--- Start Task data ---

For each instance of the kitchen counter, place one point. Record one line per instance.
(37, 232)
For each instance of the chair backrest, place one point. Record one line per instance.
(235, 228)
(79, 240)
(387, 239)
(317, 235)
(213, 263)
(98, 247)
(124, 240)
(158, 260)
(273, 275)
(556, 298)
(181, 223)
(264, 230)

--- End Task data ---

Aim
Can you give all the records again with "place one point" changed to "mark a single point" and nothing else altered?

Exercise response
For each instance of the kitchen counter, mark a single point. Record one line per instance.
(37, 232)
For each instance of the chair backrest, mark a single point. Record one line per instance.
(235, 228)
(79, 240)
(387, 239)
(317, 235)
(213, 263)
(98, 247)
(124, 240)
(158, 260)
(273, 275)
(556, 298)
(181, 223)
(264, 230)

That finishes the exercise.